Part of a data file
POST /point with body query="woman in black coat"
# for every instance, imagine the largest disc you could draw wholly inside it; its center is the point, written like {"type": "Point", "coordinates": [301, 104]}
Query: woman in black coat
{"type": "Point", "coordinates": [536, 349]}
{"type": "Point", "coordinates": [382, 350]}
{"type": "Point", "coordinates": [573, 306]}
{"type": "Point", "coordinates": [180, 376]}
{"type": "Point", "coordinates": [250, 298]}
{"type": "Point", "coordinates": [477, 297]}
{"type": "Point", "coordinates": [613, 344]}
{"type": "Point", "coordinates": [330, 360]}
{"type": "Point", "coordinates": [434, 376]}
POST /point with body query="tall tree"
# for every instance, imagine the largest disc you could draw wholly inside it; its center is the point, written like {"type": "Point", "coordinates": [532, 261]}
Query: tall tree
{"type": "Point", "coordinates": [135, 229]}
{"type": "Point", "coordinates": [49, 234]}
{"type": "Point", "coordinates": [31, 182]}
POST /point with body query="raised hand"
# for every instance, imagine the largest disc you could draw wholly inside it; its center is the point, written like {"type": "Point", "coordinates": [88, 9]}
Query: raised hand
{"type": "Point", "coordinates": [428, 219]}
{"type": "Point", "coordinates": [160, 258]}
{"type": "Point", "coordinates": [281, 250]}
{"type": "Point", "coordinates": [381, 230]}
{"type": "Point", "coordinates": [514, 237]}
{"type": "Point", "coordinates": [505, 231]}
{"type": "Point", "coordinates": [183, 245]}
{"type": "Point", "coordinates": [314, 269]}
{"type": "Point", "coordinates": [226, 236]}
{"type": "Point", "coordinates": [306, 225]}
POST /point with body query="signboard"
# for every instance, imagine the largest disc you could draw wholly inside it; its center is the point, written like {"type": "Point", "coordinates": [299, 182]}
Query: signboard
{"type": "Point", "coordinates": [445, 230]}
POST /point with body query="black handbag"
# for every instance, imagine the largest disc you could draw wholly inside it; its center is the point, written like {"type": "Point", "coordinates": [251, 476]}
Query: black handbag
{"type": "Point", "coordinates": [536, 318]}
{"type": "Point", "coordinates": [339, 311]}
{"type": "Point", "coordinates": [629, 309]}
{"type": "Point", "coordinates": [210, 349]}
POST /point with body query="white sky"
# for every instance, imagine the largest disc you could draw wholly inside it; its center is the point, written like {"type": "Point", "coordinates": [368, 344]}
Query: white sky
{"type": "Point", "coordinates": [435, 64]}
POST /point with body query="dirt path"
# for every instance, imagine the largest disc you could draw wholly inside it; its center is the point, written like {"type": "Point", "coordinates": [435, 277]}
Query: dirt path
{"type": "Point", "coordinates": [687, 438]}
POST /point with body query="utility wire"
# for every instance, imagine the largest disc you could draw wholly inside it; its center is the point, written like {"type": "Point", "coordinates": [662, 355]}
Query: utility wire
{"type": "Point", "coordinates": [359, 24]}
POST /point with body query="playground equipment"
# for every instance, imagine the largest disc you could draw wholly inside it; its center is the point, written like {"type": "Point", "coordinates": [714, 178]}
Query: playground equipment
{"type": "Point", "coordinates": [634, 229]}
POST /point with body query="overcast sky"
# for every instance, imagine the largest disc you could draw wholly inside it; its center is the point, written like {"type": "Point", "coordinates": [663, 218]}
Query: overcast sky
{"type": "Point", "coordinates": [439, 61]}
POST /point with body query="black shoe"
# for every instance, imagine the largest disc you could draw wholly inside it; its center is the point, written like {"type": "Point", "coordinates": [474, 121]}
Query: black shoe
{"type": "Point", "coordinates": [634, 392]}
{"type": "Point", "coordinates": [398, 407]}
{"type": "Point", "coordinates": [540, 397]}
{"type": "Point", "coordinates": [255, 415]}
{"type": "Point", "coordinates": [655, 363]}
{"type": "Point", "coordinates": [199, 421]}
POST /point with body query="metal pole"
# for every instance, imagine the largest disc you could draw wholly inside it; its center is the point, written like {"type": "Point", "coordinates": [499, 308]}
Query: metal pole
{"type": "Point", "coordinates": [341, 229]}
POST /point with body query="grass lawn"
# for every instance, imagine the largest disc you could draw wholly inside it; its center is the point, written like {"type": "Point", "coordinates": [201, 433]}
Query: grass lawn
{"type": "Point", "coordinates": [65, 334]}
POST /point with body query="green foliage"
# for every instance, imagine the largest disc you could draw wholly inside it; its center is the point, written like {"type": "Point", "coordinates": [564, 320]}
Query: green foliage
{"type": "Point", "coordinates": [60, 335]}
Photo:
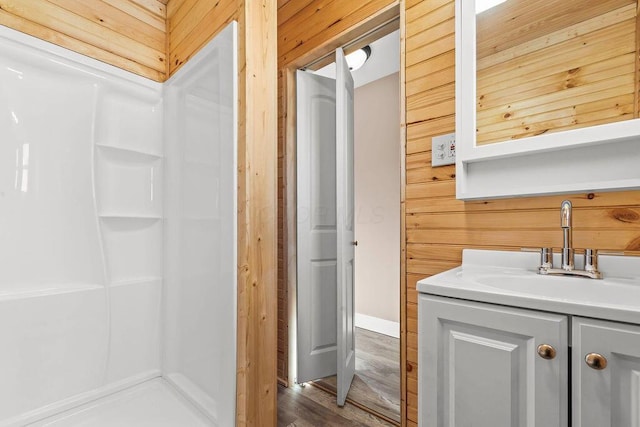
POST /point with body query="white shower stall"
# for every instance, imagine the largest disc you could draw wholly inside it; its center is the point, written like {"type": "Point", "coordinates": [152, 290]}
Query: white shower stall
{"type": "Point", "coordinates": [117, 239]}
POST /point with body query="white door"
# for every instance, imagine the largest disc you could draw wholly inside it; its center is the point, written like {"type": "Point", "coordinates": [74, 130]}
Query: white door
{"type": "Point", "coordinates": [345, 226]}
{"type": "Point", "coordinates": [606, 390]}
{"type": "Point", "coordinates": [481, 365]}
{"type": "Point", "coordinates": [316, 232]}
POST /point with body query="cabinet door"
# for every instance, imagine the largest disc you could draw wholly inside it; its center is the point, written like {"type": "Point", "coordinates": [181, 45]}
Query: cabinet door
{"type": "Point", "coordinates": [479, 365]}
{"type": "Point", "coordinates": [606, 396]}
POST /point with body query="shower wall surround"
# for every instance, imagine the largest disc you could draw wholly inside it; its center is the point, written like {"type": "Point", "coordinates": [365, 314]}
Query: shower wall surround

■ Problem ■
Repeat the records in full, exactly as they appear, without the pictures.

■ Solution to this exercise ■
POST /point with body query="woman in black coat"
# for every instance, imagine the largest disc you could draw wholly inside it; its center is the point, written like {"type": "Point", "coordinates": [301, 104]}
Query: woman in black coat
{"type": "Point", "coordinates": [536, 349]}
{"type": "Point", "coordinates": [382, 350]}
{"type": "Point", "coordinates": [573, 306]}
{"type": "Point", "coordinates": [180, 376]}
{"type": "Point", "coordinates": [250, 298]}
{"type": "Point", "coordinates": [477, 297]}
{"type": "Point", "coordinates": [613, 344]}
{"type": "Point", "coordinates": [330, 360]}
{"type": "Point", "coordinates": [434, 376]}
POST /point with body query="tall tree"
# for every instance, imagine the largest disc you could draw wholly inside it; its center is the point, written like {"type": "Point", "coordinates": [532, 261]}
Query: tall tree
{"type": "Point", "coordinates": [135, 229]}
{"type": "Point", "coordinates": [49, 234]}
{"type": "Point", "coordinates": [31, 182]}
POST /point with body query="raised hand"
# for every instance, imagine the largest disc you could draw wholly inside it; its center is the point, written like {"type": "Point", "coordinates": [88, 9]}
Query: raised hand
{"type": "Point", "coordinates": [428, 219]}
{"type": "Point", "coordinates": [160, 258]}
{"type": "Point", "coordinates": [281, 250]}
{"type": "Point", "coordinates": [381, 230]}
{"type": "Point", "coordinates": [514, 237]}
{"type": "Point", "coordinates": [505, 231]}
{"type": "Point", "coordinates": [183, 245]}
{"type": "Point", "coordinates": [314, 269]}
{"type": "Point", "coordinates": [226, 236]}
{"type": "Point", "coordinates": [306, 225]}
POST /point with body query="signboard"
# for every instance, imagine the largest disc you could draw wholly inside it; its center is the point, written like {"type": "Point", "coordinates": [299, 182]}
Query: signboard
{"type": "Point", "coordinates": [445, 230]}
POST /point with body query="black handbag"
# for every instance, imagine the largest disc you could draw wholly inside it; its center is the point, written like {"type": "Point", "coordinates": [251, 476]}
Query: black handbag
{"type": "Point", "coordinates": [536, 318]}
{"type": "Point", "coordinates": [339, 311]}
{"type": "Point", "coordinates": [629, 309]}
{"type": "Point", "coordinates": [210, 349]}
POST /point with body query="white sky"
# for every instance, imagine the largest disc you could draw wholly inside it; its center is the point, written like {"type": "Point", "coordinates": [368, 344]}
Query: white sky
{"type": "Point", "coordinates": [435, 64]}
POST /point with body query="dirt path"
# for every instance, imagine the largest disc you could draw wholly inside it; its center is the point, written like {"type": "Point", "coordinates": [435, 277]}
Query: dirt path
{"type": "Point", "coordinates": [687, 438]}
POST /point with body query="utility wire"
# for every instance, imagine the largest disc you could draw wholly inside it; its center is the point, written like {"type": "Point", "coordinates": [662, 355]}
Query: utility wire
{"type": "Point", "coordinates": [359, 24]}
POST /point with body query="playground equipment"
# for every instance, imagine the largest disc you could draw wholly inside it; its center is the point, written like {"type": "Point", "coordinates": [714, 178]}
Query: playground equipment
{"type": "Point", "coordinates": [634, 229]}
POST /point with body query="overcast sky"
# for every instance, imagine the largest disc you could draw wholly inside it; its center is the point, written like {"type": "Point", "coordinates": [663, 218]}
Query: overcast sky
{"type": "Point", "coordinates": [439, 61]}
POST /point with body query="black shoe"
# for every instance, imagine the largest disc you could draw wholly inside it; its center is the point, written like {"type": "Point", "coordinates": [474, 121]}
Query: black shoe
{"type": "Point", "coordinates": [634, 392]}
{"type": "Point", "coordinates": [398, 407]}
{"type": "Point", "coordinates": [540, 397]}
{"type": "Point", "coordinates": [255, 415]}
{"type": "Point", "coordinates": [655, 363]}
{"type": "Point", "coordinates": [199, 421]}
POST /point with body query="metal pole"
# for every instance, imagine the largest disc you could draw wholly inside it; its center is the point, written like {"type": "Point", "coordinates": [499, 308]}
Query: metal pole
{"type": "Point", "coordinates": [341, 229]}
POST /point with body query="grass lawn"
# for every instance, imagine the largest disc you could draw wholly inside it; its center is the point, written like {"type": "Point", "coordinates": [201, 433]}
Query: grass lawn
{"type": "Point", "coordinates": [65, 334]}
POST /point with body query="green foliage"
# for every instance, imagine the largest disc you could draw wholly inside it; its center is the point, written like {"type": "Point", "coordinates": [564, 320]}
Query: green foliage
{"type": "Point", "coordinates": [60, 335]}
Photo:
POST /point with body query="white shower stall"
# for every instance, imagine the largest disc you could draw wholly inside it; its center is the point, written like {"type": "Point", "coordinates": [152, 290]}
Query: white shower stall
{"type": "Point", "coordinates": [117, 239]}
POST /point with body query="white door"
# for every instance, imagine the largest disc you could draw wholly inside it; its center is the point, written like {"type": "Point", "coordinates": [74, 130]}
Query: white door
{"type": "Point", "coordinates": [345, 226]}
{"type": "Point", "coordinates": [606, 390]}
{"type": "Point", "coordinates": [481, 365]}
{"type": "Point", "coordinates": [316, 232]}
POST /point with body query="cabinet door"
# for every instance, imagine the largest disc you could draw wholly inside it; its center is the point, written like {"type": "Point", "coordinates": [181, 45]}
Query: cabinet door
{"type": "Point", "coordinates": [479, 365]}
{"type": "Point", "coordinates": [606, 396]}
POST /point with body query="shower wall surround"
# for every instance, imagine the largest disc you could draw wholly inside it; its center is the point, written like {"type": "Point", "coordinates": [365, 314]}
Query: shower wall surround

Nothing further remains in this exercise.